PASSAGE CITÉ:
L'intérêt matériel de l'esclavage
- C'est l'intérêt matériel qui va primer.
- Petit à petit, le cardinal va se montrer calculateur. Il est esclavagiste.
- Il avance des arguments absurdes et sans fondement.
- Il y a une relation de cause à effet absurde : parce qu'ils sont noirs, ils sont "frustres". Affirmation infondée.
- Ils ne sont pas intelligents, car ils ont des activités physiques. Argument qui et parfaitement idiot. Il ne donne pas d'exemple.
- Le cardinal n'a jamais été dans le Nouveau Monde. Il ne sait pas de quoi il parle.
- C'est une image caricaturale qui est faite des Noirs.
La vision hypocrite du cardinal sur les hommes noirs
- Le cardinal traite les Noirs comme de la marchandise.
- Il les associe à des animaux : "animaux", "domestique", "docile et robuste".

EXTRAIT DE DONNÉES:
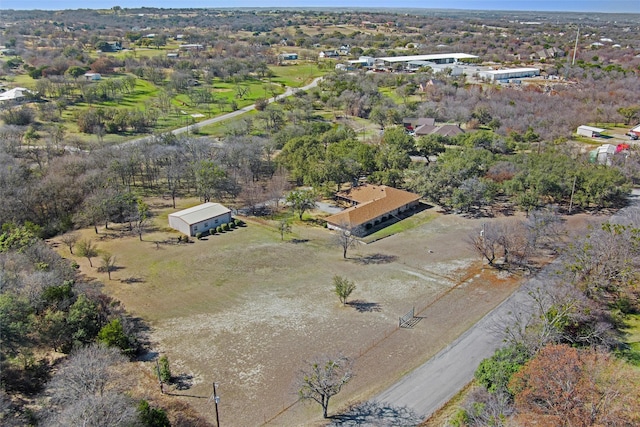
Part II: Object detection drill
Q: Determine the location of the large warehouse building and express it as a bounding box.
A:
[478,68,540,81]
[376,53,478,67]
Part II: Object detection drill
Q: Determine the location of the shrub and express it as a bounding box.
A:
[158,356,171,383]
[98,319,135,356]
[138,400,171,427]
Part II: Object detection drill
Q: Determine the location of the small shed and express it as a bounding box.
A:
[278,53,298,61]
[169,202,231,236]
[576,125,605,138]
[589,144,616,166]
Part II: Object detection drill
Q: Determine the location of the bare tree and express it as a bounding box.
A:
[49,344,127,406]
[46,391,139,427]
[278,219,291,240]
[469,221,533,267]
[100,251,116,280]
[334,223,360,259]
[298,355,353,418]
[60,232,80,255]
[78,239,98,267]
[333,276,356,306]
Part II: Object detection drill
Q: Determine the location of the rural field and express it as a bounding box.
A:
[59,199,536,426]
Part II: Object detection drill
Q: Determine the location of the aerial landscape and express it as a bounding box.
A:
[0,0,640,427]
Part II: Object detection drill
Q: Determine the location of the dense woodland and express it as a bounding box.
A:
[0,7,640,426]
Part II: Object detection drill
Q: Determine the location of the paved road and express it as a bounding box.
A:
[373,272,537,419]
[372,190,640,419]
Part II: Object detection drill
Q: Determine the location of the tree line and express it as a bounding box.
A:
[450,207,640,426]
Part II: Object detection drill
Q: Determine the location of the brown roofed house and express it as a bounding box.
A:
[326,184,420,236]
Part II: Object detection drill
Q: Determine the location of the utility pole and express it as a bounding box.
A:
[569,175,578,214]
[571,26,580,67]
[209,382,220,427]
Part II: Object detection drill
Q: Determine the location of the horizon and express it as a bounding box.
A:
[0,0,640,14]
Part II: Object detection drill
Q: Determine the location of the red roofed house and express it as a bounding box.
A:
[325,184,420,236]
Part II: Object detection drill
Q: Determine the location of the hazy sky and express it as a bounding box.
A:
[0,0,640,13]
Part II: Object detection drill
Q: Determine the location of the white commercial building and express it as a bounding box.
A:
[576,126,604,138]
[376,53,478,64]
[478,68,540,81]
[169,203,231,236]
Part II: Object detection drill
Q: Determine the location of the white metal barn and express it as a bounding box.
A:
[576,125,605,138]
[169,203,231,236]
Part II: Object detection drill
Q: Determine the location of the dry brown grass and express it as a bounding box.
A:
[59,200,517,426]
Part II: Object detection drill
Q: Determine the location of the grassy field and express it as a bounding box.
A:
[269,63,327,87]
[622,314,640,366]
[58,199,514,426]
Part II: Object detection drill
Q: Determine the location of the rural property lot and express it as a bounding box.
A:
[61,203,528,426]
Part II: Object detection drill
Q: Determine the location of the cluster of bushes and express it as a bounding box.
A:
[196,219,245,240]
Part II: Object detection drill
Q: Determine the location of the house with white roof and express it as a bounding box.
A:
[169,202,231,236]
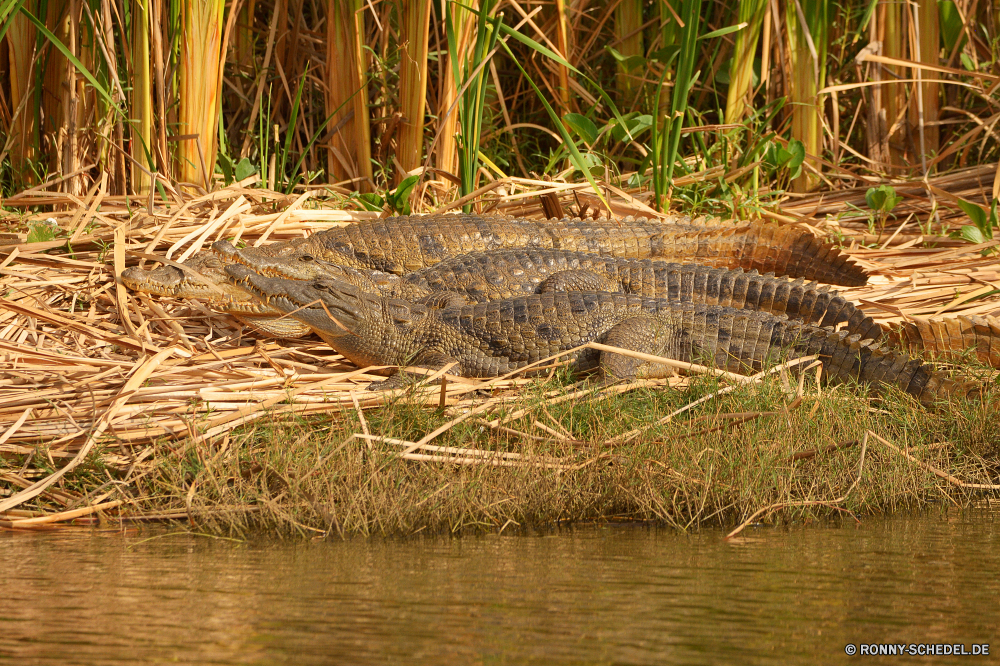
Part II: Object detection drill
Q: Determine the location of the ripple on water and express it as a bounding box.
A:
[0,512,1000,664]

CONSIGNE: Prolongez l'analyse sur le cardinal et l'esclavage à partir de sa dernière ligne. La liste n'a aucun rôle dans ce travail.

RÉSULTAT:
- Il les associe à une marchandise : "marchandise", "qui les expédie", "ramasser", "ça se trouve facilement".
- Le cardinal fait semblant de se souvenir de quelque chose : "que je viens de me rappeler".
- Il fait semblant de ne pas savoir que l'esclavage des Noirs existe.
- Il interdit le livre de Sépulvéda mais cite sa thèse.
Les réactions des autres personnages
- Sépulvéda voit ses idées validées par le cardinal qui admet la classification des hommes. Il parle de race supérieure et de race inférieure.
- Ramon, qui représente les colons, est satisfait, car pour lui c'est le profit qui compte.
Il dit que l'esclavage est une habitude, il rappelle que les Noirs sont plus solides que les Indiens et vont produire plus.
Il rappelle que tout le monde se livre à l'esclavage. Il cite les Anglais.
Il dit aussi que les Noirs se vendent entre eux, donc les Espagnols peuvent bien les vendre aussi. - Le comte Pittaluga se montre hypocrite et lâche. Il est pris à partie par le cardinal mais ne répond jamais.
- L'assemblée, faite d'hommes d'Église, valide la décision du cardinal : "quelques lieux communs".
- Las Casas se retrouve donc parfaitement seul. Il est abandonné de tous.
En quoi cette fin est-elle une défaite de Las Casas ?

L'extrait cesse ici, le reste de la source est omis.